* _Stated problem_
Can you render the material below as a two-column CSV with the header instruction,points and one row for each passage starting "In this practice step," paired with the coordinate lines that follow it? Put each value in a single double-quoted field, with its line breaks replaced by spaces.

## Begin Listed entries

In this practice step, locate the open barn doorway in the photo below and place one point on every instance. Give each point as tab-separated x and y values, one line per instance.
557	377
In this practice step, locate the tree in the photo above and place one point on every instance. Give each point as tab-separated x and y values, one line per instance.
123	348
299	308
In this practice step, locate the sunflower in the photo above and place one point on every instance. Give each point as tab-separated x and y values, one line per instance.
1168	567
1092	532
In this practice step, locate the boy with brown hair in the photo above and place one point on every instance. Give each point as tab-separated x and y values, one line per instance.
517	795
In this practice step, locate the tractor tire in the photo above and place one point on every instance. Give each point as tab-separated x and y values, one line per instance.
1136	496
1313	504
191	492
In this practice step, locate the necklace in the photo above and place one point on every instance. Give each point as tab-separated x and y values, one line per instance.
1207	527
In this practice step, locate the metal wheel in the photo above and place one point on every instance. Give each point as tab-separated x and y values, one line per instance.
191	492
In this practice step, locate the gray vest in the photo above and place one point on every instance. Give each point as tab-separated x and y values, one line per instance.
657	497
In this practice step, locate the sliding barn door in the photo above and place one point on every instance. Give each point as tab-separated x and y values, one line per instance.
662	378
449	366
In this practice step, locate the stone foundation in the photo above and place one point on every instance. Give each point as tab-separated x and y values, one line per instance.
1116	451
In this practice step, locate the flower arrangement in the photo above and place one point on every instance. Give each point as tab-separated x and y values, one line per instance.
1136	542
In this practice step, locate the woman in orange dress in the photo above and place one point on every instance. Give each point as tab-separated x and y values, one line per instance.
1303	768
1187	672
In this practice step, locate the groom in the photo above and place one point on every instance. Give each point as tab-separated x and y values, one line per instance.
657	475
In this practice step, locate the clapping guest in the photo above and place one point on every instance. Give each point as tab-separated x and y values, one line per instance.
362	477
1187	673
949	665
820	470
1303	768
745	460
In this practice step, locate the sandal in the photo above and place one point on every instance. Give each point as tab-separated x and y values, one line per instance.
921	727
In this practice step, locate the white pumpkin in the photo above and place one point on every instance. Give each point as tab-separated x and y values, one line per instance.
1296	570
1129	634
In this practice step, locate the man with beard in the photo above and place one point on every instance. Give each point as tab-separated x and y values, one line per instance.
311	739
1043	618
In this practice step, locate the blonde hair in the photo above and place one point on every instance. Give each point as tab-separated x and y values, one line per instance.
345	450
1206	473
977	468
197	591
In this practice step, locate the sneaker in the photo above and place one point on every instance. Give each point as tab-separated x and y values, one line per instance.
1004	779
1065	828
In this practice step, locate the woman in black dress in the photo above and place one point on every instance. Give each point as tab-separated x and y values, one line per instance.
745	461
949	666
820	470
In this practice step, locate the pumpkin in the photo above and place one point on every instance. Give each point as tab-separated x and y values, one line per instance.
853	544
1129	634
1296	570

## End Listed entries

* _Correct result_
instruction,points
"In this practice step, locate the open barn doorway in the photo below and place one point on every instance. Give each point as tab-separated x and y values, one line per instance.","557	377"
"In this practice step, locate the tree in the photo above and place one point on every instance. Give each point as tab-separated x and y values, one line per instance.","123	348 299	308"
"In this practice step, locate the sunflower in the photo above and place one point on every instance. Give each point as tab-separated x and y values, one line per instance.","1168	567 1092	532"
"In this practice step, locate the boy with brown hair in the photo above and place one point on every instance. Give each point as tab-separated x and y values, one line per instance.","517	795"
"In this practice step, locate the tractor tire in the photo above and place one point on every instance. Give each point as tab-separated x and y values, one line per instance.","1136	496 1313	504 191	492"
"In this practice step, locate the necklace in the photo above and place one point on every instance. Give each point as tab-separated x and y values, one line per instance.","1207	527"
"In this practice step, locate the metal wheel in the photo above and place one point on every instance. Give each point as tab-separated x and y values, one line per instance.","191	492"
"In this practice step, locate the gray vest in the photo above and place one point on every instance. Give each point as tab-separated x and y values, one line per instance.","657	497"
"In this practice step, locate the sliding barn door in the photo above and place one point on every instance. Give each point as tab-separated x and y values, one line per instance.","662	378 449	366"
"In this practice step, locate the stone foundation in the photo above and place one point on every instance. Give each point as tab-separated x and y values, one line per instance.","1116	451"
"In this practice step, locate the flower arrangement in the photo above and place one point on every instance. Give each point as tab-separated x and y values, one line per instance.","1136	542"
"In this practice step, locate the woman in orange dress in the photo above and place one point on every instance. Give each point as tab-separated x and y values, one line per instance.","1303	768 1187	672"
"In this practice step, locate the groom in the photo above and place one point on every instance. Give each point as tab-separated x and y values, one line per instance.","657	475"
"In this practice step, locate the clapping guest in the photo above and place one point on every instance. Give each point as tab-separated x and y values, one line per instance.","362	477 1187	673 949	665 820	470 1303	768 745	460"
"In this practice step, locate the sandal in the photo above and place one point on every instance. Give each point as tab-separated x and y values, one line per instance.","921	727"
"In this practice step, locate the white pumpkin in the photo above and place one point on every instance. Give each point as tab-separated x and y values, one line per instance.","1296	570 1129	634"
"In this practice step, locate the man with beard in the photo above and place one point on every instance. Give each point as tab-separated x and y values, one line per instance.","311	739 1043	618"
"In this practice step, locate the blonde hair in the photo above and place one point on every instance. Give each point as tab-separated x and y values, one line per instance.","345	450 1206	473 977	468 197	591"
"In this practice step, locate the sneaker in the photo above and place one point on every instance. Give each point as tab-separated x and y values, one line per instance.","1004	779 1065	828"
"In this practice step, locate the woman in black dress in the photo above and place one point on every instance. Give each point as tab-separated x and y values, one line per instance.","745	461 949	666 820	470"
"In this practice step, locate the pumpkin in the photo above and place one point on every instance. Give each point as tab-separated x and y values, one line per instance.","853	544 1129	634 1296	570"